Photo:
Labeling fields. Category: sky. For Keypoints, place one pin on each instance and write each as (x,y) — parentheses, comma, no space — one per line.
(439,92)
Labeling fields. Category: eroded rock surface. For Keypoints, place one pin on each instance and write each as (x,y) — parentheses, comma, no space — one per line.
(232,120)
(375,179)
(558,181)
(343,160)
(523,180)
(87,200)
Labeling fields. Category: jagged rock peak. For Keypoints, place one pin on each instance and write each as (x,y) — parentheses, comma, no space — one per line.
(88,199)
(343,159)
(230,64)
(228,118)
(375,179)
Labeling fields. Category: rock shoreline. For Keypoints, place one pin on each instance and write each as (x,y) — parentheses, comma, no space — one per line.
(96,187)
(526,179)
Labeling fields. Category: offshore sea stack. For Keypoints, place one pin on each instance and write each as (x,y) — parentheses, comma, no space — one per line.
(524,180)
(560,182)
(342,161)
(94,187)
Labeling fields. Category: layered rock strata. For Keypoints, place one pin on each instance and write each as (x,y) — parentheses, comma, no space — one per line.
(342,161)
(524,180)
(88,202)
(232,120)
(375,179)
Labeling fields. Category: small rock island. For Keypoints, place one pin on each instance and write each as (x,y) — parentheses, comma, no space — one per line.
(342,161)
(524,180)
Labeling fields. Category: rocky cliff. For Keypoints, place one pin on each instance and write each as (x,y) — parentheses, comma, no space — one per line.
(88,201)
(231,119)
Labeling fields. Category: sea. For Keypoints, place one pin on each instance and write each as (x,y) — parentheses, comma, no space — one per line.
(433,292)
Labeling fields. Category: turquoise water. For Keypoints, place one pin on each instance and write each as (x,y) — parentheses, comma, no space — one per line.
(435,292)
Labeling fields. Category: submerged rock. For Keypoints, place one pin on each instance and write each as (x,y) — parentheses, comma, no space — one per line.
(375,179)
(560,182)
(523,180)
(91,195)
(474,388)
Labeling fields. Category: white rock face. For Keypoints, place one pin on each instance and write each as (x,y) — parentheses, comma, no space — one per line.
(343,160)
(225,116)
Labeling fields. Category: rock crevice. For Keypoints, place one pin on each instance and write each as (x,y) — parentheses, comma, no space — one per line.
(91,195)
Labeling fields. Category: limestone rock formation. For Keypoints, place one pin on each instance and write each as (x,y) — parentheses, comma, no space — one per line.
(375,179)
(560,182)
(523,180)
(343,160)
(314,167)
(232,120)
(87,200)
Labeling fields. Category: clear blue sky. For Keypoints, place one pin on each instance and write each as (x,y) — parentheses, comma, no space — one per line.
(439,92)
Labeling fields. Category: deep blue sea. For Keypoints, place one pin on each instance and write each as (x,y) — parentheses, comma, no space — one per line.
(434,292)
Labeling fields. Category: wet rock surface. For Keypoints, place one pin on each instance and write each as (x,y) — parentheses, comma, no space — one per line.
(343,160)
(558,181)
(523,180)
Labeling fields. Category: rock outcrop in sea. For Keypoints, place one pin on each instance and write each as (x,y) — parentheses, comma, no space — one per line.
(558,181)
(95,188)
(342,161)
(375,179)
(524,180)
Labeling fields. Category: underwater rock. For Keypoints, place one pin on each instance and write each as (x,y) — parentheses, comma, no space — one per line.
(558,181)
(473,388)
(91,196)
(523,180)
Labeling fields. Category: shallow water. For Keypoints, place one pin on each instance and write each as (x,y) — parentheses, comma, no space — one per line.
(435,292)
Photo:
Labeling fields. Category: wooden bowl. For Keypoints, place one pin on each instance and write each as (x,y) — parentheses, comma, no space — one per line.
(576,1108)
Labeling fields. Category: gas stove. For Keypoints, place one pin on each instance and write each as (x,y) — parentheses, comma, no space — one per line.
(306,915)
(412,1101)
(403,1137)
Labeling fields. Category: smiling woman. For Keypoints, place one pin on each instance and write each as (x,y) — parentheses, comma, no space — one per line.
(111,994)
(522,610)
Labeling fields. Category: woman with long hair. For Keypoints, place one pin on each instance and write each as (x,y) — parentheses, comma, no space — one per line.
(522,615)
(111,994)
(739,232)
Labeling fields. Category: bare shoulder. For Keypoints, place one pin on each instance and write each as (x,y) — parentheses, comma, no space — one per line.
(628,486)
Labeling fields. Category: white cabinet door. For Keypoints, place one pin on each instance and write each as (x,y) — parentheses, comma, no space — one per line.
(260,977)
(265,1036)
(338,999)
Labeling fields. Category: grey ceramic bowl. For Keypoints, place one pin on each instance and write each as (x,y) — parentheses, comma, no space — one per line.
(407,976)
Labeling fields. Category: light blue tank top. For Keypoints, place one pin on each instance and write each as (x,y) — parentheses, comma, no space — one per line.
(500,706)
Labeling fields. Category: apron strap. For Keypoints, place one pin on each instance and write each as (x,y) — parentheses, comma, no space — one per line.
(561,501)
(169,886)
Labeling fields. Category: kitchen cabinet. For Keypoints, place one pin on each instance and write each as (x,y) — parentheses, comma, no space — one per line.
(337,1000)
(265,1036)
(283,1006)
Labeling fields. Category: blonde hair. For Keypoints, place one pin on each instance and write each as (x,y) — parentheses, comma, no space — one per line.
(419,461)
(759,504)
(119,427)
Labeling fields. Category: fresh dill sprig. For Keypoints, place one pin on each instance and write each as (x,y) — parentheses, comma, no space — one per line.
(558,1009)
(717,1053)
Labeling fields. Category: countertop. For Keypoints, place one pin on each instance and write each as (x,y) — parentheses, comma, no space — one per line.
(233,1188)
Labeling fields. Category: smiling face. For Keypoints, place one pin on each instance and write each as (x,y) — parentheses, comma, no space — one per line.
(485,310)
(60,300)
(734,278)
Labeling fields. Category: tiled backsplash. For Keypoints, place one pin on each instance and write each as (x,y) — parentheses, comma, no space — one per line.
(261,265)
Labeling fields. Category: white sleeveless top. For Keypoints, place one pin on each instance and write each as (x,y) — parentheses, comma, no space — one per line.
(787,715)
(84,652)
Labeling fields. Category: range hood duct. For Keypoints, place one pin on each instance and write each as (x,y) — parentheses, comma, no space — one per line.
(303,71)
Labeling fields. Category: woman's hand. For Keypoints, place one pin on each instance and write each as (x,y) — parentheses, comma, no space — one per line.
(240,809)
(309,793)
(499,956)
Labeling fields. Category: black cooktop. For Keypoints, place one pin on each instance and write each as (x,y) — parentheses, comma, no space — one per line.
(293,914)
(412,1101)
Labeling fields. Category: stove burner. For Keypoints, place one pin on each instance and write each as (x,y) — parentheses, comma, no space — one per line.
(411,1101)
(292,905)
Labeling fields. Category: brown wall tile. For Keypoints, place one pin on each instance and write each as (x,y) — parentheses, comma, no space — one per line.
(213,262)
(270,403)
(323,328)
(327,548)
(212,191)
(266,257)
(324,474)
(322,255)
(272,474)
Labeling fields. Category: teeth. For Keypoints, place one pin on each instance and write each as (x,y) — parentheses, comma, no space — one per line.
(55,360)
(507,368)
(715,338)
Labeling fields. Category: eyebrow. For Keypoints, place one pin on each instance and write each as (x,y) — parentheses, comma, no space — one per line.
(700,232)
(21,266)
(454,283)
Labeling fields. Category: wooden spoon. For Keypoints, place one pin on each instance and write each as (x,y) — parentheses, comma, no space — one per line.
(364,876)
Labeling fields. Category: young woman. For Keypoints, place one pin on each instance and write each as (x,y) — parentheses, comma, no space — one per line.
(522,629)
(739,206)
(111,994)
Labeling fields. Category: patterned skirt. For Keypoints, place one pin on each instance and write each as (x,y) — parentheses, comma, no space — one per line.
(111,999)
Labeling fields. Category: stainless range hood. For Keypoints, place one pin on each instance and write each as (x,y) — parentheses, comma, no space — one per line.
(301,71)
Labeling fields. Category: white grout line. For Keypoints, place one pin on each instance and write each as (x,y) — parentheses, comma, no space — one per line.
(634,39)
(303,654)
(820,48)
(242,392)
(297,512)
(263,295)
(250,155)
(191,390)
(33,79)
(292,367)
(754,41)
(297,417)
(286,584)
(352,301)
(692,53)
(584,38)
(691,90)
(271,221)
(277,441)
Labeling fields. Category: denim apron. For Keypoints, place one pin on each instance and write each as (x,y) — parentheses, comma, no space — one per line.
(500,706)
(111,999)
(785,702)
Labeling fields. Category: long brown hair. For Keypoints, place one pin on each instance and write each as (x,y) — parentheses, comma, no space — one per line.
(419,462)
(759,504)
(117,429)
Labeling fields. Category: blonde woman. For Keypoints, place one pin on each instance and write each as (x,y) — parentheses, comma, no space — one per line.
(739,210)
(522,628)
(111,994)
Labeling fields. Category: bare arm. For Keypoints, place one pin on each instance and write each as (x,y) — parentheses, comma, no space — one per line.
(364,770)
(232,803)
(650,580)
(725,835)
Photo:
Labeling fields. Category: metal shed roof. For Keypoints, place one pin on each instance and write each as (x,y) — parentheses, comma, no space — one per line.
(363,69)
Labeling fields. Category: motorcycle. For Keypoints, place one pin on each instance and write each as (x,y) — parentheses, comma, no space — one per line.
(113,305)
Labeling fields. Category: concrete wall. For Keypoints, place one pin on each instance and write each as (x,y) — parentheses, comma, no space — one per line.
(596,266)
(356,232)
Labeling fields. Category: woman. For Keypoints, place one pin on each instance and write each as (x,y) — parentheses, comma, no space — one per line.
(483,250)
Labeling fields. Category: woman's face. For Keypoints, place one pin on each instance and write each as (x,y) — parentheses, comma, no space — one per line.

=======

**Exercise aim:** The required output is every line of the entries, starting at the one that contains "Labeling fields. Category: woman." and ending at the last, copied exactly.

**Solution to the exercise:**
Labeling fields. Category: woman. For Keypoints, place one pin on each instance and write each as (x,y) — parentheses, comma, no space — one per line.
(483,250)
Labeling fields. Category: woman's face. For Keypoints, place one pin on each instance and write each as (x,y) — parentheses, comma, no space — one per line.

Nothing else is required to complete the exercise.